**Action item:** Give back exactly the stretch of data below from the line holding "Target: small wooden side table" through the line holding "Where can the wood grain", both ends included, and leave the remaining lines out.

**Source material:**
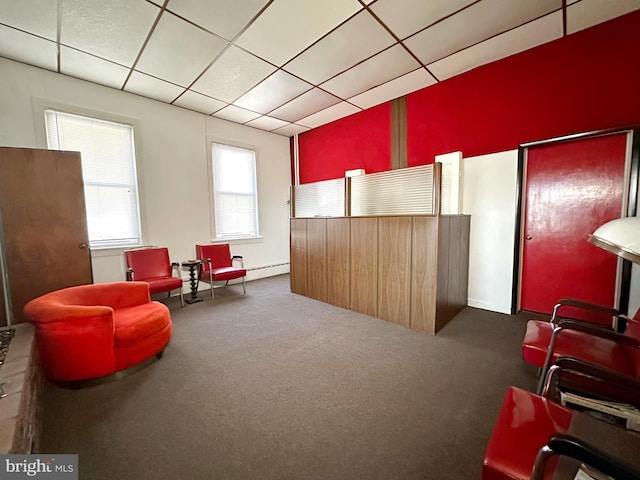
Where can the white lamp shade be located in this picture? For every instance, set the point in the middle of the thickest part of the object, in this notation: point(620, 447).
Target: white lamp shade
point(620, 236)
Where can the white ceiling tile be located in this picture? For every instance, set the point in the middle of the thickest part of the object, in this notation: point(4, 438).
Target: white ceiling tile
point(290, 130)
point(152, 87)
point(359, 38)
point(38, 17)
point(527, 36)
point(114, 30)
point(266, 123)
point(82, 65)
point(276, 90)
point(178, 52)
point(222, 17)
point(385, 66)
point(394, 89)
point(199, 103)
point(475, 24)
point(231, 75)
point(587, 13)
point(406, 17)
point(26, 48)
point(236, 114)
point(304, 105)
point(289, 26)
point(341, 110)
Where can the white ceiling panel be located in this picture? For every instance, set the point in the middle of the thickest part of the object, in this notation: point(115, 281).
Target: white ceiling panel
point(114, 30)
point(85, 66)
point(423, 13)
point(231, 75)
point(535, 33)
point(152, 87)
point(221, 17)
point(356, 40)
point(394, 89)
point(290, 130)
point(199, 103)
point(178, 52)
point(475, 24)
point(289, 26)
point(393, 62)
point(305, 105)
point(341, 110)
point(27, 48)
point(266, 123)
point(276, 90)
point(38, 17)
point(588, 13)
point(236, 114)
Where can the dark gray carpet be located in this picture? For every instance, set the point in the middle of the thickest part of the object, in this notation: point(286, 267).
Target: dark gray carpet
point(272, 385)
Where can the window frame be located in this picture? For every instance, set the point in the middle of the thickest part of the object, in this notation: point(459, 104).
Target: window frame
point(39, 107)
point(212, 194)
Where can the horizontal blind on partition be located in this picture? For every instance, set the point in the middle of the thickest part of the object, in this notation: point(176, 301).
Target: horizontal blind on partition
point(319, 199)
point(109, 171)
point(406, 191)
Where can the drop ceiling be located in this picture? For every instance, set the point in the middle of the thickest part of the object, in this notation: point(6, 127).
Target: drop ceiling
point(284, 66)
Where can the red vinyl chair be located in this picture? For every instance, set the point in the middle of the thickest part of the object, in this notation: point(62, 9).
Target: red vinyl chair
point(152, 265)
point(594, 342)
point(528, 422)
point(218, 265)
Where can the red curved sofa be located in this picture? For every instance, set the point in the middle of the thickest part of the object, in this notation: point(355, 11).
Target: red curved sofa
point(91, 331)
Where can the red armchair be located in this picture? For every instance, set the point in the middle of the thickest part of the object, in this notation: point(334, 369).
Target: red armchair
point(152, 265)
point(545, 341)
point(217, 265)
point(91, 331)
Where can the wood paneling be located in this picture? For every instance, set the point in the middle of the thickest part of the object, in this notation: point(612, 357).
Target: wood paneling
point(338, 261)
point(364, 265)
point(298, 267)
point(424, 279)
point(317, 258)
point(45, 223)
point(394, 269)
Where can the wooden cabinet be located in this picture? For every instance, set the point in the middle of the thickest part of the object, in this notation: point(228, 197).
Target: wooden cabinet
point(409, 270)
point(46, 242)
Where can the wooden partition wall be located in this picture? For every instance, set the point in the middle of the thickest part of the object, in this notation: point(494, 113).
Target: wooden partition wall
point(409, 270)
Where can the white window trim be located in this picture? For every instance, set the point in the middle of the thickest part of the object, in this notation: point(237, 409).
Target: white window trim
point(212, 212)
point(39, 105)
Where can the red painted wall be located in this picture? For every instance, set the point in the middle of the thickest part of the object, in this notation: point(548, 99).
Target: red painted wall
point(362, 140)
point(585, 81)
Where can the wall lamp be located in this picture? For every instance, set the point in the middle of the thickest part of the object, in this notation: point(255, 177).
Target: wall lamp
point(620, 237)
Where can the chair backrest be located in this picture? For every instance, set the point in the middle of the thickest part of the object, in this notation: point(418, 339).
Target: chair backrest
point(149, 262)
point(219, 253)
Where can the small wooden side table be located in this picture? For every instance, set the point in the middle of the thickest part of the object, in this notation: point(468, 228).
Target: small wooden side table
point(193, 265)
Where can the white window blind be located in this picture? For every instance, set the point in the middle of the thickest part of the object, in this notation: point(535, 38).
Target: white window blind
point(109, 172)
point(234, 187)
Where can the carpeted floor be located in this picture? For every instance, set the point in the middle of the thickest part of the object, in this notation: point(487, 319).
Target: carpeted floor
point(272, 385)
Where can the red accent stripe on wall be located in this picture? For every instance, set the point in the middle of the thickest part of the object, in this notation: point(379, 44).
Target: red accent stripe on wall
point(362, 140)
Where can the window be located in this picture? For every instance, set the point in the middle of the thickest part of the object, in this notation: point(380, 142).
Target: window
point(109, 172)
point(234, 191)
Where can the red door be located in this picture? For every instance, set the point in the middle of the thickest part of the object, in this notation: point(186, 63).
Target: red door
point(570, 189)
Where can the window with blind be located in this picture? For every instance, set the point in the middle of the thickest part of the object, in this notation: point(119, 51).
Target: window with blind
point(109, 172)
point(234, 192)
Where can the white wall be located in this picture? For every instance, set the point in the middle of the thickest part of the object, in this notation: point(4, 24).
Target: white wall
point(171, 144)
point(489, 196)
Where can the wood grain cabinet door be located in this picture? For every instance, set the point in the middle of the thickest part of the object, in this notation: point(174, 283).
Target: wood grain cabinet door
point(44, 222)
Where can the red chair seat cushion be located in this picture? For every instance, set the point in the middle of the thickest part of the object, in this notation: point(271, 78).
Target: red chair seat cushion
point(571, 343)
point(164, 284)
point(134, 324)
point(228, 273)
point(525, 424)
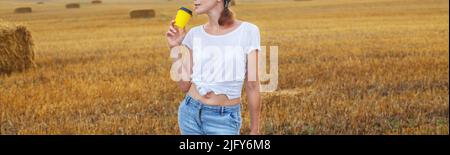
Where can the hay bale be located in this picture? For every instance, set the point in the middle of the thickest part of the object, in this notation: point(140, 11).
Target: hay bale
point(144, 13)
point(16, 48)
point(23, 10)
point(72, 6)
point(96, 2)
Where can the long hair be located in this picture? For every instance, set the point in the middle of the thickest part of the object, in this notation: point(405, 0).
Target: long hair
point(227, 16)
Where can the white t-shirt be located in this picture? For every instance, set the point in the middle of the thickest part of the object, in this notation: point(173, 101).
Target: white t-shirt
point(220, 61)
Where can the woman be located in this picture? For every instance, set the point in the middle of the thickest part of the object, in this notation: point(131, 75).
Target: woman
point(223, 53)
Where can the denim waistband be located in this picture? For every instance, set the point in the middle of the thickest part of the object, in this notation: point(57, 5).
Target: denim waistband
point(199, 105)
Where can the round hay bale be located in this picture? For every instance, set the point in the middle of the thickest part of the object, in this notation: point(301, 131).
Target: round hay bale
point(72, 6)
point(144, 13)
point(23, 10)
point(96, 2)
point(16, 48)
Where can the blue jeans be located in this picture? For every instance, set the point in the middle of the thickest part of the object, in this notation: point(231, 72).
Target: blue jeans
point(196, 118)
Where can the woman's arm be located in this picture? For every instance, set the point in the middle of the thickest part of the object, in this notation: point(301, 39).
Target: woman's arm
point(252, 87)
point(174, 38)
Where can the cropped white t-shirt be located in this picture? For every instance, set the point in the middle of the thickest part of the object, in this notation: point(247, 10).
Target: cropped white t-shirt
point(220, 61)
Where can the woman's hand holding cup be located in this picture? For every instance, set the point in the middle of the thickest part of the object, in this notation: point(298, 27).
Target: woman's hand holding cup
point(175, 35)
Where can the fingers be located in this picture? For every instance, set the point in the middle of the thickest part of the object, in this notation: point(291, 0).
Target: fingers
point(170, 34)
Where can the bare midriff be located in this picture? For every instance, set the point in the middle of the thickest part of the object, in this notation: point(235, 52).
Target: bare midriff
point(211, 98)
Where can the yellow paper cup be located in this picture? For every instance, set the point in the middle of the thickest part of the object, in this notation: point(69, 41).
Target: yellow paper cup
point(183, 17)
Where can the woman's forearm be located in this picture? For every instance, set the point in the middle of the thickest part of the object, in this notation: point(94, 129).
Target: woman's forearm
point(184, 68)
point(254, 102)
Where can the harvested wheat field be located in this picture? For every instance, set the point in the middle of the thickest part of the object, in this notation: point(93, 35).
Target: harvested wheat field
point(143, 13)
point(16, 48)
point(72, 6)
point(96, 2)
point(23, 10)
point(345, 67)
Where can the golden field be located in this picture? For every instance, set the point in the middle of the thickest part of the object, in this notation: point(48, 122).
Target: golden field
point(345, 67)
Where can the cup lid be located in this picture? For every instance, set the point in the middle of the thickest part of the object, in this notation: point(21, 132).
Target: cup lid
point(187, 10)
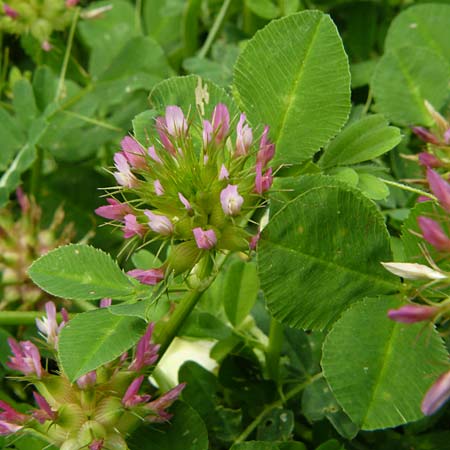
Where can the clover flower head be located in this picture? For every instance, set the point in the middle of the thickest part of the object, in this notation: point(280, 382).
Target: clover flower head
point(191, 183)
point(98, 411)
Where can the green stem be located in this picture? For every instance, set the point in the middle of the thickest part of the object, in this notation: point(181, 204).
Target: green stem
point(176, 320)
point(273, 353)
point(62, 75)
point(410, 189)
point(36, 174)
point(137, 16)
point(214, 29)
point(22, 317)
point(277, 404)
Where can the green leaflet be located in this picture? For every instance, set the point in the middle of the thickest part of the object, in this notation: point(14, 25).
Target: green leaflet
point(320, 253)
point(80, 272)
point(385, 367)
point(293, 76)
point(95, 338)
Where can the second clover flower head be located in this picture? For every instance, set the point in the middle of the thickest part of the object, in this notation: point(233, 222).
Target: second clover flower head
point(194, 188)
point(99, 410)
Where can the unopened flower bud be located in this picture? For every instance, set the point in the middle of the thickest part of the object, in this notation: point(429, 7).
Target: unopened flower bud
point(124, 176)
point(223, 174)
point(205, 239)
point(244, 137)
point(183, 257)
point(45, 411)
point(176, 124)
point(413, 271)
point(263, 182)
point(114, 211)
point(230, 200)
point(220, 122)
point(159, 224)
point(185, 201)
point(132, 227)
point(89, 379)
point(440, 188)
point(152, 153)
point(434, 234)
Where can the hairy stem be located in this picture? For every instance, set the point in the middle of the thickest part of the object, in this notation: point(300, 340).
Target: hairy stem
point(277, 404)
point(176, 320)
point(62, 75)
point(214, 29)
point(36, 174)
point(274, 349)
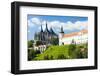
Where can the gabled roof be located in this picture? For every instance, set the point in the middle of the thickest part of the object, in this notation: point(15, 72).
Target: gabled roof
point(75, 33)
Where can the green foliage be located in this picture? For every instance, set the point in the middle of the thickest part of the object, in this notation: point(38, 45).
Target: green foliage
point(54, 41)
point(72, 51)
point(61, 56)
point(31, 54)
point(38, 43)
point(54, 52)
point(30, 43)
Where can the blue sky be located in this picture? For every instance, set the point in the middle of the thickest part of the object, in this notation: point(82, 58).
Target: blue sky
point(69, 23)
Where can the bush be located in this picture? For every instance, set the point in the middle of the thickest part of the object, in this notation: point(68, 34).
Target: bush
point(31, 54)
point(38, 43)
point(54, 41)
point(61, 56)
point(46, 57)
point(72, 50)
point(30, 43)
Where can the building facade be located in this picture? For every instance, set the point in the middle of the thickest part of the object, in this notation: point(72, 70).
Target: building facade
point(44, 38)
point(75, 37)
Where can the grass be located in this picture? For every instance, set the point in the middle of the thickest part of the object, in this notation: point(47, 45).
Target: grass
point(53, 52)
point(63, 52)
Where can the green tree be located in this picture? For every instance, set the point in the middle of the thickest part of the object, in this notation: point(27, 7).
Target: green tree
point(30, 43)
point(54, 41)
point(38, 43)
point(31, 54)
point(72, 50)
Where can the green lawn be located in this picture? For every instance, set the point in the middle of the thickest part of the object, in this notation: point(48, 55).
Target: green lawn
point(63, 52)
point(54, 52)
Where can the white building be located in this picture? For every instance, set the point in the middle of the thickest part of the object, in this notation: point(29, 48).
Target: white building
point(76, 37)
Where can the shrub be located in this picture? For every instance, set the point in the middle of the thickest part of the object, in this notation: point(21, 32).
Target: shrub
point(46, 57)
point(61, 56)
point(31, 54)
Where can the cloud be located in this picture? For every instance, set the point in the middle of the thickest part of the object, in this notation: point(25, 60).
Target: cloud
point(33, 22)
point(56, 25)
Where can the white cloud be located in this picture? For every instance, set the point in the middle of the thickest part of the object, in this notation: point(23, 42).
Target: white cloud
point(28, 31)
point(33, 22)
point(56, 25)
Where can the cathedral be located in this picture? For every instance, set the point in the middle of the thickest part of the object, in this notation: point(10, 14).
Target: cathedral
point(45, 36)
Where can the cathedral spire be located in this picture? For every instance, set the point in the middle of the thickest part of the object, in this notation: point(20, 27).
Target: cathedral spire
point(41, 29)
point(46, 27)
point(62, 30)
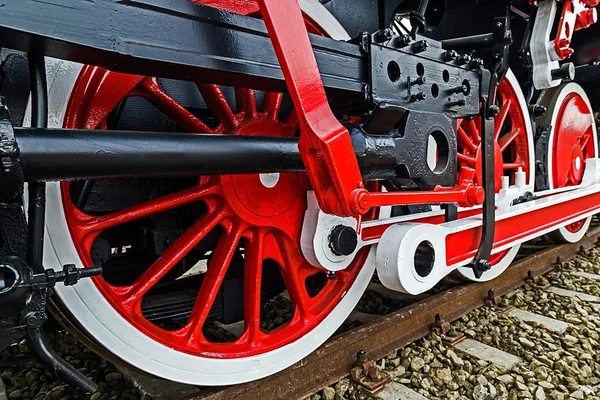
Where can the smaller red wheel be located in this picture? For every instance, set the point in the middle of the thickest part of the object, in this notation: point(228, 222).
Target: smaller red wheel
point(513, 150)
point(572, 140)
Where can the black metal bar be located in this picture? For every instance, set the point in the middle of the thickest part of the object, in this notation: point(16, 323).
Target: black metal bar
point(37, 190)
point(469, 42)
point(72, 154)
point(169, 38)
point(64, 154)
point(38, 345)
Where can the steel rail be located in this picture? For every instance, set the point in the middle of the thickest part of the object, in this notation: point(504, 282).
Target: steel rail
point(335, 358)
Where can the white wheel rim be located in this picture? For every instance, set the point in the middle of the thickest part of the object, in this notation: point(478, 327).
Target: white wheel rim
point(89, 307)
point(564, 90)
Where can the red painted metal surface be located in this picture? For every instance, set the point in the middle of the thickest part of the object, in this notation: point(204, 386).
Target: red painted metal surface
point(325, 144)
point(463, 245)
point(511, 143)
point(576, 15)
point(265, 221)
point(572, 145)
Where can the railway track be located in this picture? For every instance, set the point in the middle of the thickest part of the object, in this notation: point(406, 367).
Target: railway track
point(381, 337)
point(378, 338)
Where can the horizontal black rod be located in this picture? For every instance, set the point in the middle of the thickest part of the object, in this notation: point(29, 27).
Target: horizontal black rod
point(172, 39)
point(469, 42)
point(69, 154)
point(76, 154)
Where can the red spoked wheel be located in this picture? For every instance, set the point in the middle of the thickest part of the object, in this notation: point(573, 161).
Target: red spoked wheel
point(513, 151)
point(572, 140)
point(234, 237)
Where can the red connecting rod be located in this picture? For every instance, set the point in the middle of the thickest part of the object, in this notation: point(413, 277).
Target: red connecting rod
point(325, 145)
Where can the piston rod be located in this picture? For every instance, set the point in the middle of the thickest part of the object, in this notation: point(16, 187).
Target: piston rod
point(72, 154)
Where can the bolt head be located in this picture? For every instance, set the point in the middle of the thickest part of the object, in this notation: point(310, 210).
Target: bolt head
point(494, 110)
point(343, 240)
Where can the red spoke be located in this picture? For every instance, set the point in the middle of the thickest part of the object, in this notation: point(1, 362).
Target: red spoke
point(217, 104)
point(174, 253)
point(514, 165)
point(507, 139)
point(466, 159)
point(179, 114)
point(465, 141)
point(501, 118)
point(217, 268)
point(473, 131)
point(585, 140)
point(252, 281)
point(291, 265)
point(272, 104)
point(292, 120)
point(148, 208)
point(246, 102)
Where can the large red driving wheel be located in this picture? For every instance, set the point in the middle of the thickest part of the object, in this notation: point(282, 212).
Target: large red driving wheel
point(572, 140)
point(513, 151)
point(250, 221)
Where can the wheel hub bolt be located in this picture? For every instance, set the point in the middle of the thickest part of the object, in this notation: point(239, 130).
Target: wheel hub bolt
point(537, 110)
point(343, 240)
point(476, 63)
point(419, 81)
point(461, 89)
point(464, 59)
point(457, 103)
point(451, 55)
point(420, 46)
point(418, 97)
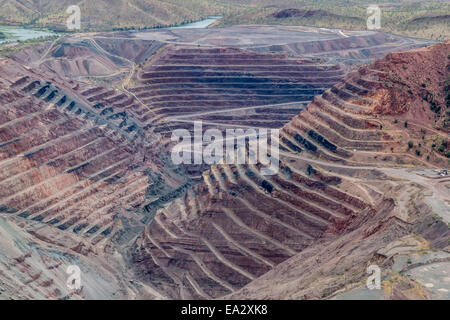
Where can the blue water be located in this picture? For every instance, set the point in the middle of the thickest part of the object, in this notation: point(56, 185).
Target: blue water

**Answer below:**
Target: small wooden side table
point(193, 265)
Where can the white window blind be located in this picture? For every instance, set the point in the middle of the thickest part of the object, in this notation: point(535, 38).
Target: white window blind
point(109, 172)
point(234, 187)
Where can the carpeted floor be located in this picture? For every instance, set the point in the middle of the thickest part of the object, in this notation: point(487, 319).
Target: carpeted floor
point(272, 385)
Where can the red accent stripe on wall be located in this picture? For every instance, set the point in the middle of the thickest part of the object, in this notation: point(379, 44).
Target: red accent stripe on wall
point(362, 140)
Where can the window be located in this picture? For every instance, set the point in the middle of the thickest part of the object, in this notation: point(380, 142).
Target: window
point(109, 172)
point(234, 191)
Where can the red door be located in this picture? For every instance, set the point in the middle of the thickest part of the object, in this notation: point(186, 63).
Target: red door
point(570, 189)
Where can the window with blind be located in this picture? For every instance, set the point in the middle of the thickest part of the object, in this notation: point(119, 51).
Target: window with blind
point(109, 172)
point(234, 192)
Where can the white wall be located in this picture? For every instance, set the point in the middle of the thickest part of the object, in this notation: point(4, 24).
Target: white wall
point(171, 144)
point(489, 196)
Where can the wood grain cabinet door be located in this picture? For every instance, set the point in the middle of the thickest part of the object, in this notation: point(174, 283).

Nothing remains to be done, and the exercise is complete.